Data section.
--
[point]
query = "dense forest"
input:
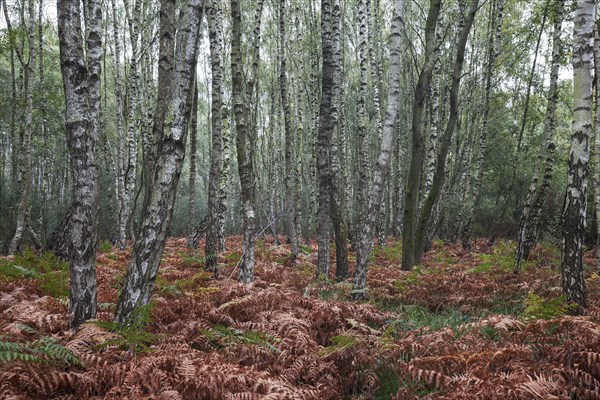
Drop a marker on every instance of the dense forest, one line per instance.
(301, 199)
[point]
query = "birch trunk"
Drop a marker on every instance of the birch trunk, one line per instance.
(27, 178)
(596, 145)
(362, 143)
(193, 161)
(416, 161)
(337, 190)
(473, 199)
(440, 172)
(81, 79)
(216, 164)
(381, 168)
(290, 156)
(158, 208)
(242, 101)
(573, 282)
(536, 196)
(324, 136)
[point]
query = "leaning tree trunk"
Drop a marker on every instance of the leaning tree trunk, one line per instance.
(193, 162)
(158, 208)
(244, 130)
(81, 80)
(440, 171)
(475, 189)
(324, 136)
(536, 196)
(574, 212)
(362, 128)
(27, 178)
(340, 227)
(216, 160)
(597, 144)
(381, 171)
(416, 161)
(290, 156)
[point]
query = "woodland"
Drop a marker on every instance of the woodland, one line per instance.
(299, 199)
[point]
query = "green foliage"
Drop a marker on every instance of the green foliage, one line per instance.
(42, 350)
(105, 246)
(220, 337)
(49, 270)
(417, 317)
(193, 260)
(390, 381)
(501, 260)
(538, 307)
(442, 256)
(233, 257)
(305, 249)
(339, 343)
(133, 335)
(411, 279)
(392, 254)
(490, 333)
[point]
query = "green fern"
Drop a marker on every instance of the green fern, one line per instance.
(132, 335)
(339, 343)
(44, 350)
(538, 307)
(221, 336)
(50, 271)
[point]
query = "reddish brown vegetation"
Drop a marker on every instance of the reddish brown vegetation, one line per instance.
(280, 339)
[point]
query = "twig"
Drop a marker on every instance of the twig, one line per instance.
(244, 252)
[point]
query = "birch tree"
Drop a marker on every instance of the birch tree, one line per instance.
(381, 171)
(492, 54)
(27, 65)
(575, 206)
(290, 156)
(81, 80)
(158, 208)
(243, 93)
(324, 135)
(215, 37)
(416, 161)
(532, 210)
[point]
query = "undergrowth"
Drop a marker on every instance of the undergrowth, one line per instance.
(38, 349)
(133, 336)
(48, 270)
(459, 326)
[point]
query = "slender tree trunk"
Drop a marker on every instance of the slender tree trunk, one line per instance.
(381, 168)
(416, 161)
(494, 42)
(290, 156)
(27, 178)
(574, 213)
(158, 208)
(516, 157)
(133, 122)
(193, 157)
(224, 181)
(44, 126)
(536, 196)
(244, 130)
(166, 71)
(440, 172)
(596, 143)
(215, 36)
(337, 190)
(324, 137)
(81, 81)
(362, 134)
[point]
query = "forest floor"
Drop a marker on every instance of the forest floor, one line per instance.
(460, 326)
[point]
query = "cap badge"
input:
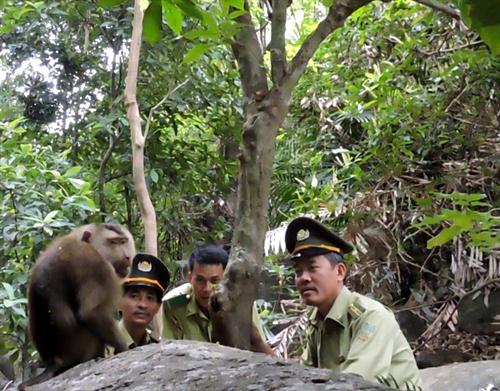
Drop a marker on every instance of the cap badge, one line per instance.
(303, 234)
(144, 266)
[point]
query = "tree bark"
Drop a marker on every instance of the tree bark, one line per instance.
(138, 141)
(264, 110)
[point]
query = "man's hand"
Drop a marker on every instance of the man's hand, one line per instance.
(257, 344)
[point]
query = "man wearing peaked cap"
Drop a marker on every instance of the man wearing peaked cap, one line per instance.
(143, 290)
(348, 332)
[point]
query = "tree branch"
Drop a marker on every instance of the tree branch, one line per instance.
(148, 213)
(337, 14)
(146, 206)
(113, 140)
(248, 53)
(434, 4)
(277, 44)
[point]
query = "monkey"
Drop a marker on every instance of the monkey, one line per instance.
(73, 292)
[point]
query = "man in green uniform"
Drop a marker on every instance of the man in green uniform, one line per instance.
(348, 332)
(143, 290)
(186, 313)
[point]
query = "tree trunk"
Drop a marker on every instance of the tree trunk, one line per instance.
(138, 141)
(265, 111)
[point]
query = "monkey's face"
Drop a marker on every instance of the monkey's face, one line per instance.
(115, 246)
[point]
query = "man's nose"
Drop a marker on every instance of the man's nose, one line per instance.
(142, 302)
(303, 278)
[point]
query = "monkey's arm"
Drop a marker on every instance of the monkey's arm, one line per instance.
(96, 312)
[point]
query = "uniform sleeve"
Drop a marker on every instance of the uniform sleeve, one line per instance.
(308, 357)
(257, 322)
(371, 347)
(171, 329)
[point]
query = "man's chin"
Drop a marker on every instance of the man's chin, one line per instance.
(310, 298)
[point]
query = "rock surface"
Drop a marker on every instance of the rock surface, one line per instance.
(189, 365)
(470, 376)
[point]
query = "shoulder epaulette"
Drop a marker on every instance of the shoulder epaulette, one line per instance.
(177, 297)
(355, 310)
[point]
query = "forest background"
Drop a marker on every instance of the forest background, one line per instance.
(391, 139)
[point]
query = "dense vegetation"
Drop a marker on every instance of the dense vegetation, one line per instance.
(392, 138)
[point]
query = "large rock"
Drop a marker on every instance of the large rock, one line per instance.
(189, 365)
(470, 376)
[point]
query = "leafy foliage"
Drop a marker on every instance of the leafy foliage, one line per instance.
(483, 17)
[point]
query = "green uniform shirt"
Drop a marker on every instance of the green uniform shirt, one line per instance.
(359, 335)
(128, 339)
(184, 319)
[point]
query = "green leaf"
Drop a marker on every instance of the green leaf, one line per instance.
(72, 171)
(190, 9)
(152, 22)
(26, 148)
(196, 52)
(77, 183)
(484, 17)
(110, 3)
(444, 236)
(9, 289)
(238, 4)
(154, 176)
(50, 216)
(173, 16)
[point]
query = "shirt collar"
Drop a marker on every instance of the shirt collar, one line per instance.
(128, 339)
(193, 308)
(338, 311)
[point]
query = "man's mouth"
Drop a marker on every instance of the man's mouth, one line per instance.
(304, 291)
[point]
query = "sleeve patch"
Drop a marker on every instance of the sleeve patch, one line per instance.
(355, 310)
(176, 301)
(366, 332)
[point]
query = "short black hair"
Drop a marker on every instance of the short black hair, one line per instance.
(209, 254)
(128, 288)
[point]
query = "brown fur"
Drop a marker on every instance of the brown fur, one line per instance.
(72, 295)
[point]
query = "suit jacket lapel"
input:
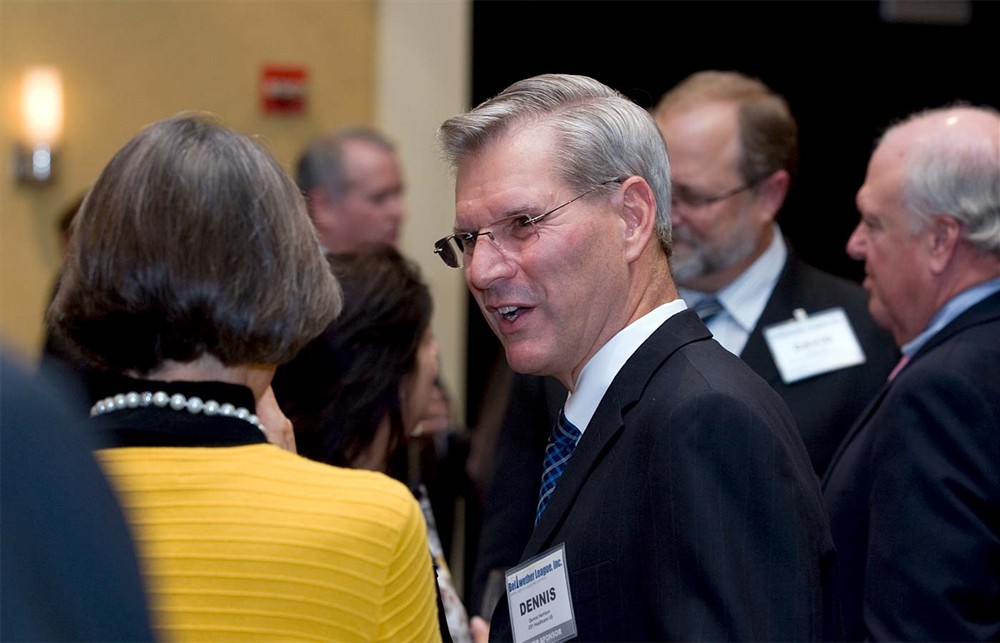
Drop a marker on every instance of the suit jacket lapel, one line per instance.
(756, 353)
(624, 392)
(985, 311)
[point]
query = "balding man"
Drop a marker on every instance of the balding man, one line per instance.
--
Exercise aim. Without the pictures, restate each entry exactly.

Exercise result.
[point]
query = "dense forest"
input:
Drop a marker on every instance of the dense forest, one line per instance.
(301, 199)
[point]
query = "birch trunk"
Drop a marker on every instance of the birch trunk, one line per instance.
(27, 178)
(596, 145)
(362, 143)
(193, 161)
(416, 161)
(337, 190)
(473, 199)
(440, 172)
(81, 79)
(216, 164)
(381, 168)
(290, 156)
(158, 208)
(242, 101)
(573, 282)
(536, 196)
(324, 136)
[point]
query = "leaning tree trunk"
Drop a marker on every instance of the leaning tree trunk, one line per instance.
(193, 162)
(158, 208)
(244, 130)
(81, 80)
(440, 171)
(475, 189)
(324, 136)
(536, 196)
(574, 212)
(362, 128)
(27, 178)
(340, 227)
(216, 160)
(597, 144)
(381, 171)
(416, 161)
(290, 156)
[point]
query = "woodland"
Drop a marker on every instance of the woodland, one line per instance.
(299, 199)
[point]
query = "green foliage"
Drop a marker on every instance of the green foliage, one line per instance.
(42, 350)
(105, 246)
(220, 337)
(49, 270)
(417, 317)
(193, 260)
(390, 381)
(501, 260)
(538, 307)
(442, 256)
(233, 257)
(305, 249)
(339, 343)
(133, 335)
(411, 279)
(392, 254)
(490, 333)
[point]
query = "green fern"
Drop a marker on every instance of the green fern, one line per instance.
(132, 335)
(339, 343)
(44, 350)
(538, 307)
(221, 336)
(50, 271)
[point]
query = "reddish brown vegetation"
Drop a marker on every instance of the reddish brown vegetation, one line per instance.
(280, 339)
[point]
query = "twig"
Drop a marker on every instance of the twig, one line per instance.
(244, 252)
[point]
query = "birch tree"
Drop a marker on every instance of the birch tree, one line per instance.
(381, 171)
(492, 54)
(27, 65)
(575, 206)
(290, 156)
(81, 80)
(158, 208)
(243, 93)
(324, 135)
(215, 37)
(416, 161)
(532, 210)
[point]
query = "undergrowth"
Drop a marker on every instance of the undergrowth, one line per instance.
(38, 349)
(133, 336)
(48, 270)
(459, 326)
[point]
query = "slender tree trunk"
Drop a marker on every instance of the slender tree trunk, one line per instance.
(381, 168)
(416, 161)
(494, 42)
(290, 156)
(27, 178)
(574, 213)
(158, 208)
(516, 157)
(133, 122)
(193, 157)
(224, 181)
(44, 126)
(536, 196)
(244, 130)
(166, 71)
(440, 172)
(596, 143)
(215, 36)
(337, 190)
(324, 137)
(81, 81)
(362, 134)
[point]
query = "forest floor"
Drop a marker on every instance of the forest floor, one line per instance.
(460, 326)
[point]
query = "cap badge"
input:
Drop a marker on every instance of the cap badge, one line per instance.
(303, 234)
(144, 266)
[point]
query = "tree bark"
Drop a marker on every instance of the tree bark, one line per instance.
(138, 141)
(264, 110)
[point]
query = "man's hand"
Drop a marker on every instance of the man's hand, one line per instance.
(257, 344)
[point]
query = "man wearing peaked cap"
Drop a marker on every instance of the man wearing peaked cap, one line per instance.
(143, 290)
(348, 332)
[point]
query = "tree branch"
Drop a marker on every instance of the tree branch, one line per instance.
(148, 213)
(337, 14)
(146, 206)
(113, 140)
(248, 53)
(434, 4)
(277, 44)
[point]
query = "monkey"
Drop a marker on every instance of the monkey, one line per instance.
(73, 292)
[point]
query = "man in green uniform"
Drop a marker on every instance of the man in green uniform, one line per instance.
(348, 332)
(143, 290)
(186, 313)
[point]
query = "tree trunk"
Drop a marker on every instance of the tree trunk, one line per instance.
(138, 141)
(265, 111)
[point]
query = "monkey's face"
Drop a marker on every instance of the monkey's face, one line per instance.
(115, 246)
[point]
query = "man's nose"
Drop a marker on every instance of the man's nose, one line per instance.
(142, 302)
(303, 278)
[point]
query = "monkey's arm"
Drop a marker on every instance of the monkey's arm, one line per instance.
(96, 312)
[point]
query = "uniform sleeve"
Drop a marker on every instance of the uniform sleeve, one line per instance.
(308, 357)
(257, 322)
(371, 347)
(171, 329)
[point]
query = "man's chin"
Drop a marker on every instance of the man's chin, one line per instance.
(310, 298)
[point]
query = "rock surface"
Drop a marker on every instance of the rock surface, one line per instance.
(189, 365)
(470, 376)
[point]
query = "shoulder epaulette"
Drop a marker on every instance of the shoulder epaulette, one line per instance.
(177, 297)
(355, 310)
[point]
query = "forest background"
Drop a marker on every instance of the forest background, one line per instance.
(391, 139)
[point]
query = "dense vegetation"
Drop a marker on every instance of the dense vegetation, one line per instance.
(392, 138)
[point]
query = "large rock"
Drop a marker on every instance of the large rock, one line per instance.
(189, 365)
(470, 376)
[point]
query = "leafy foliage"
Drop a marker on every instance of the leafy foliage, one line per instance.
(483, 17)
[point]
query = "green uniform shirt"
Drop a marker on every instance of the green uniform shirt, one line per instance.
(359, 335)
(128, 339)
(184, 319)
[point]
query = "green leaf"
Drop a marker on every instance of the green leaf, one line per instance.
(72, 171)
(190, 9)
(152, 22)
(26, 148)
(196, 52)
(77, 183)
(484, 17)
(110, 3)
(444, 236)
(9, 289)
(238, 4)
(154, 176)
(50, 216)
(173, 16)
[point]
query = "shirt collar"
Drop a marker on every instance of the shirt collar, one line per instance.
(128, 339)
(193, 308)
(338, 311)
[point]
query = "man's mouth"
Drop a marker on every instance of the man's mouth, one line per instance.
(304, 291)
[point]
query = "sleeve patch"
Drop a marker on every instance of the sleeve patch, one line per instance.
(355, 310)
(176, 301)
(366, 332)
[point]
query = "short black hair"
Drop a marker on every instance of the short black hair, one line per instance.
(209, 254)
(128, 288)
[point]
query = "brown fur"
Drop a marker on every instance of the brown fur, one line per instance.
(72, 295)
[point]
query = "suit jacket lapel"
input:
Drop a marker on every instance of the suit jacket lapel, one line per instance.
(756, 353)
(624, 392)
(985, 311)
[point]
query = "balding man"
Drop a marker on every instance of the balding man, one line per instance.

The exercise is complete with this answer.